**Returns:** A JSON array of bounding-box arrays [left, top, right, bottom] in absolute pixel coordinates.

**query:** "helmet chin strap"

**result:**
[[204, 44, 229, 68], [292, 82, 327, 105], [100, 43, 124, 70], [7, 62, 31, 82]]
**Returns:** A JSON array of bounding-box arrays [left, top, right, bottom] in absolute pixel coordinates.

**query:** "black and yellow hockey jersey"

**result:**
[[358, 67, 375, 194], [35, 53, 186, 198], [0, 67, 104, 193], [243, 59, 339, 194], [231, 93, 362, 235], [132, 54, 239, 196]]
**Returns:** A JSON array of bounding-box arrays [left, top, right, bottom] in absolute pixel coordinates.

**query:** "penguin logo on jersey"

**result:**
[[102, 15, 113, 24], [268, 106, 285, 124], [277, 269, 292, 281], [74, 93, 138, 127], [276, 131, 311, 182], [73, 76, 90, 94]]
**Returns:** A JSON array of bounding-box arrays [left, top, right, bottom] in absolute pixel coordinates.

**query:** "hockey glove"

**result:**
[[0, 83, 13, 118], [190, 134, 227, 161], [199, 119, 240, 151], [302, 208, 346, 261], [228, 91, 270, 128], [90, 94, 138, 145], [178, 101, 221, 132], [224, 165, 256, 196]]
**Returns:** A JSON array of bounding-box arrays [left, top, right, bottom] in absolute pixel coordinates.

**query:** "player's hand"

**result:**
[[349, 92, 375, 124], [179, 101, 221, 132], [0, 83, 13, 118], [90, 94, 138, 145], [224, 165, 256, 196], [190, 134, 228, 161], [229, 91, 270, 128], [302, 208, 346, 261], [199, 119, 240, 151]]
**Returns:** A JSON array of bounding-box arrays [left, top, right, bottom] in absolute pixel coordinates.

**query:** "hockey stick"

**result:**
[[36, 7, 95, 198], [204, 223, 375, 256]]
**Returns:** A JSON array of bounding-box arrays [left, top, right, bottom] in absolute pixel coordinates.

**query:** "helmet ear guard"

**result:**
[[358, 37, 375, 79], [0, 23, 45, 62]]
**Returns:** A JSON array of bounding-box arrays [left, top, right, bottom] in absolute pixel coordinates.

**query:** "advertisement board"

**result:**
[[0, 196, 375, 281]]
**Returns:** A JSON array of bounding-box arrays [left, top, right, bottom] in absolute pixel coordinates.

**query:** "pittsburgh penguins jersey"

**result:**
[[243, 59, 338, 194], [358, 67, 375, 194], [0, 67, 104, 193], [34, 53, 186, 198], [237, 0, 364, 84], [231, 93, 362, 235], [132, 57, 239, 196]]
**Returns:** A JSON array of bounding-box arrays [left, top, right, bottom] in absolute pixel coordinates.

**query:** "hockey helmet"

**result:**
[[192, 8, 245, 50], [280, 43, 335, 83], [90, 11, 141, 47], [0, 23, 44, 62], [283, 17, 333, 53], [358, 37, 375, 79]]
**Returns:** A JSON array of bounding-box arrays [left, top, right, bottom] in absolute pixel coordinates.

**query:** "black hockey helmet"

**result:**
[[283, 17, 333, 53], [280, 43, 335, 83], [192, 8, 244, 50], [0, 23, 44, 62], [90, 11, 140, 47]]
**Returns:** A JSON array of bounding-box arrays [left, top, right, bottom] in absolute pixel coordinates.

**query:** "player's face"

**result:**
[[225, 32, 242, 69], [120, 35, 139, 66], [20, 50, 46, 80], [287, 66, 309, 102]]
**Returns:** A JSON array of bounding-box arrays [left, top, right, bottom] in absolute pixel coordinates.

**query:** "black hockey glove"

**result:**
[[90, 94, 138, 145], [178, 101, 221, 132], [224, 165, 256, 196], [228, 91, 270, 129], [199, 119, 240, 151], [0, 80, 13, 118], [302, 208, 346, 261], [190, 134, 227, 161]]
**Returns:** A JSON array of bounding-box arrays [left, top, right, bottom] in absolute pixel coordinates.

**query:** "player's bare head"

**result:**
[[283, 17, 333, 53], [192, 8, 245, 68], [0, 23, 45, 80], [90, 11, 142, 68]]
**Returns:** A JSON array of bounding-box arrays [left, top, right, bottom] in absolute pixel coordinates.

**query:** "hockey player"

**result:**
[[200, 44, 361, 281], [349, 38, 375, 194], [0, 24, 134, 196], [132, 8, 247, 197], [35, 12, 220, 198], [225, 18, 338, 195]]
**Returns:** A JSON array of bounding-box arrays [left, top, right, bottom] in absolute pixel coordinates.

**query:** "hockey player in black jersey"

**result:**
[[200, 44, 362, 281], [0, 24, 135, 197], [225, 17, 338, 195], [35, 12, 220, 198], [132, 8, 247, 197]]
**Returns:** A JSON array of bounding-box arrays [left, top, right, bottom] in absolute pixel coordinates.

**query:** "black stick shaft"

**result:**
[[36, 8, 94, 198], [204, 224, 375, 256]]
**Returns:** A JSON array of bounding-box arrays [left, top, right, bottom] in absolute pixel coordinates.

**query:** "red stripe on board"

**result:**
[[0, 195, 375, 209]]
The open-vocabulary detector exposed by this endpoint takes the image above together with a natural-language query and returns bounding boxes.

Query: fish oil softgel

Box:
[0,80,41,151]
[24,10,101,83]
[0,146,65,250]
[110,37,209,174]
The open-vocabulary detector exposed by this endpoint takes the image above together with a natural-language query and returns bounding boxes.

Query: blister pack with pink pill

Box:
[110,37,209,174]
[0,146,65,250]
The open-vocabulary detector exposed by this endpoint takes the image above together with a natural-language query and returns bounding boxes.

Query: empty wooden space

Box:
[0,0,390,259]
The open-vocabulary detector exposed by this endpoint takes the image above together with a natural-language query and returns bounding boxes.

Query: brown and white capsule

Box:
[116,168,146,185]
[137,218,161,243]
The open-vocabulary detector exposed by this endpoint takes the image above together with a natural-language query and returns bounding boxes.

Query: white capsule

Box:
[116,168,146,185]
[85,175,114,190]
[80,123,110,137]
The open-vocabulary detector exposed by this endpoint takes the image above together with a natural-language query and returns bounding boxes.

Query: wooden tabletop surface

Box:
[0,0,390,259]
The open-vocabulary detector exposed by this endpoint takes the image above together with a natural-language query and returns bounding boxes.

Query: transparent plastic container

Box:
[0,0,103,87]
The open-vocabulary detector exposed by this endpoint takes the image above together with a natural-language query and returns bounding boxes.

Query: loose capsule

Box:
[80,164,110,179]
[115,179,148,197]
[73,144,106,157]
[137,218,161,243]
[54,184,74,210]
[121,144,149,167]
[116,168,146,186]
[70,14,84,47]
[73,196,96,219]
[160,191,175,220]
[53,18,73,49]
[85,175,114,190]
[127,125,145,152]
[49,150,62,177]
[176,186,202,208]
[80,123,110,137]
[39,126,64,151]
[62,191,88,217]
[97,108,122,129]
======
■ SET EXERCISE ■
Format all of the material above as a numbered list, one line per item, and leave out the blank lines.

■ WRITTEN ANSWER ■
1. **Returns:** A JSON array of bounding-box arrays [left, top, right, bottom] in absolute pixel coordinates.
2. **query:** "helmet chin strap"
3. **result:**
4. [[204, 44, 229, 68], [292, 82, 327, 105], [100, 43, 124, 70], [7, 62, 31, 82]]
5. **Returns:** A JSON array of bounding-box arrays [left, top, right, bottom] in absolute pixel coordinates.
6. **query:** "black and yellow hockey jersey"
7. **result:**
8. [[358, 67, 375, 194], [35, 53, 186, 198], [0, 67, 104, 193], [243, 59, 339, 194], [231, 93, 362, 235], [132, 54, 239, 196]]
9. **Returns:** A JSON array of bounding-box arrays [left, top, right, bottom] in absolute pixel coordinates.
10. **query:** "penguin logo on jersey"
11. **result:**
12. [[102, 15, 113, 24], [268, 106, 285, 124], [277, 269, 292, 281], [74, 93, 138, 127], [276, 131, 311, 182], [73, 76, 90, 94]]
13. **Returns:** A JSON array of bounding-box arrays [left, top, right, bottom] in absolute pixel coordinates.
14. **query:** "hockey glove"
15. **result:**
16. [[0, 83, 13, 118], [190, 134, 227, 161], [199, 119, 240, 151], [302, 208, 346, 261], [228, 91, 270, 128], [90, 94, 138, 145], [178, 101, 221, 132], [224, 165, 256, 196]]
17. **Returns:** A JSON array of bounding-box arrays [left, top, right, bottom] in absolute pixel coordinates.
18. **query:** "player's hand"
19. **result:**
20. [[349, 92, 375, 124], [179, 101, 221, 132], [0, 83, 13, 118], [90, 94, 138, 145], [224, 165, 256, 196], [190, 134, 228, 161], [229, 91, 270, 128], [302, 208, 346, 261], [199, 119, 240, 151]]
21. **Returns:** A JSON array of bounding-box arrays [left, top, right, bottom] in absolute pixel coordinates.
22. **query:** "hockey stick"
23. **result:**
24. [[36, 7, 95, 198], [204, 223, 375, 256]]
25. **Returns:** A JSON array of bounding-box arrays [left, top, right, bottom] in absolute pixel coordinates.
26. **query:** "helmet ear guard"
27. **result:**
28. [[358, 37, 375, 79], [0, 23, 45, 62]]
29. **Returns:** A JSON array of bounding-box arrays [left, top, right, bottom] in absolute pixel coordinates.
30. **query:** "advertisement board"
31. **result:**
32. [[0, 196, 375, 281]]
33. **Returns:** A JSON array of bounding-box arrays [left, top, right, bottom] in absolute pixel coordinates.
34. **query:** "pittsburgh penguins jersey"
35. **result:**
36. [[243, 59, 338, 194], [358, 67, 375, 194], [0, 67, 104, 193], [34, 53, 186, 198], [237, 0, 364, 84], [231, 93, 362, 235], [132, 57, 239, 196]]
37. **Returns:** A JSON array of bounding-box arrays [left, top, right, bottom] in absolute pixel coordinates.
38. **query:** "hockey helmet"
39. **result:**
40. [[192, 8, 245, 50], [280, 43, 335, 83], [90, 11, 141, 47], [0, 23, 44, 62], [283, 17, 333, 53], [358, 37, 375, 79]]
41. **Returns:** A JSON array of bounding-box arrays [left, top, right, bottom] in absolute pixel coordinates.
42. **query:** "black hockey helmet"
43. **result:**
44. [[283, 17, 333, 53], [280, 43, 335, 83], [192, 8, 244, 50], [0, 23, 44, 62], [90, 11, 140, 47]]
45. **Returns:** A JSON array of bounding-box arrays [left, top, right, bottom] in absolute pixel coordinates.
46. **query:** "player's face"
47. **result:**
48. [[225, 32, 242, 69], [120, 35, 139, 66], [20, 50, 46, 80], [287, 66, 309, 102]]
49. **Returns:** A JSON array of bounding-box arrays [left, top, right, bottom] in absolute pixel coordinates.
50. **query:** "black hockey glove"
51. **result:**
52. [[90, 94, 138, 145], [178, 101, 221, 132], [224, 165, 256, 196], [228, 91, 270, 129], [199, 119, 240, 151], [0, 80, 13, 118], [302, 208, 346, 261], [190, 134, 227, 161]]
53. **Returns:** A JSON array of bounding-box arrays [left, top, right, bottom] in absolute pixel coordinates.
54. **query:** "player's bare head"
55. **result:**
56. [[283, 17, 333, 53], [192, 8, 245, 68], [0, 23, 45, 80], [90, 11, 142, 68]]
57. **Returns:** A JSON array of bounding-box arrays [left, top, right, bottom] in absolute pixel coordinates.
58. **query:** "hockey player"
59. **result:**
60. [[200, 44, 361, 281], [349, 38, 375, 194], [0, 24, 134, 196], [132, 8, 247, 197], [35, 12, 220, 198], [225, 18, 338, 195]]
61. **Returns:** A JSON array of bounding-box arrays [left, top, right, bottom] in absolute pixel coordinates.
62. **query:** "hockey player in black jersey"
63. **result:**
64. [[200, 44, 362, 281], [0, 24, 135, 197], [225, 17, 338, 195], [35, 12, 220, 198], [132, 8, 247, 197]]
65. **Returns:** A JSON array of bounding-box arrays [left, top, right, bottom] in absolute pixel coordinates.
66. **query:** "black stick shaft"
67. **result:**
68. [[36, 8, 94, 198], [204, 224, 375, 256]]
69. **Returns:** A JSON array of bounding-box arrays [left, top, right, bottom] in absolute pixel coordinates.
70. **query:** "red stripe on board"
71. **result:**
72. [[0, 195, 375, 209]]
73. The open-vocabulary detector exposed by this endpoint takes the image above together with a natural-language query and returns bounding boxes.
74. Query: fish oil softgel
75. Box:
76. [0,80,41,151]
77. [24,10,101,83]
78. [0,146,65,250]
79. [110,37,209,174]
80. The open-vocabulary detector exposed by this endpoint takes the image above together with a natural-language query and returns bounding boxes.
81. Query: blister pack with pink pill
82. Box:
83. [110,37,209,174]
84. [0,146,65,250]
85. The open-vocabulary detector exposed by this endpoint takes the image above together with a natural-language query and returns bounding boxes.
86. Query: empty wooden space
87. Box:
88. [0,0,390,259]
89. The open-vocabulary detector exposed by this endpoint takes the image above together with a natural-language query and returns bounding boxes.
90. Query: brown and white capsule
91. Box:
92. [116,168,146,185]
93. [137,218,161,243]
94. The open-vocabulary detector exposed by this endpoint takes the image above together with a natural-language query and returns bounding boxes.
95. Query: white capsule
96. Box:
97. [116,168,146,185]
98. [85,175,114,190]
99. [80,123,110,137]
100. The open-vocabulary detector exposed by this endpoint takes the image above together with a natural-language query and returns bounding boxes.
101. Query: wooden tabletop surface
102. Box:
103. [0,0,390,259]
104. The open-vocabulary detector exposed by this endpoint takes the image above together with a natural-language query and returns bounding boxes.
105. Query: transparent plastic container
106. Box:
107. [0,0,103,87]
108. The open-vocabulary detector exposed by this endpoint takes the image above together with a natural-language query and returns bounding boxes.
109. Query: loose capsule
110. Box:
111. [80,164,110,179]
112. [115,179,148,197]
113. [73,144,106,157]
114. [137,218,161,243]
115. [54,184,74,210]
116. [121,144,149,167]
117. [116,168,146,186]
118. [70,14,84,47]
119. [73,196,96,219]
120. [160,191,175,220]
121. [53,18,73,49]
122. [85,175,114,190]
123. [127,125,145,152]
124. [49,150,62,177]
125. [176,186,202,208]
126. [80,123,110,137]
127. [39,126,64,151]
128. [62,191,88,217]
129. [97,108,122,129]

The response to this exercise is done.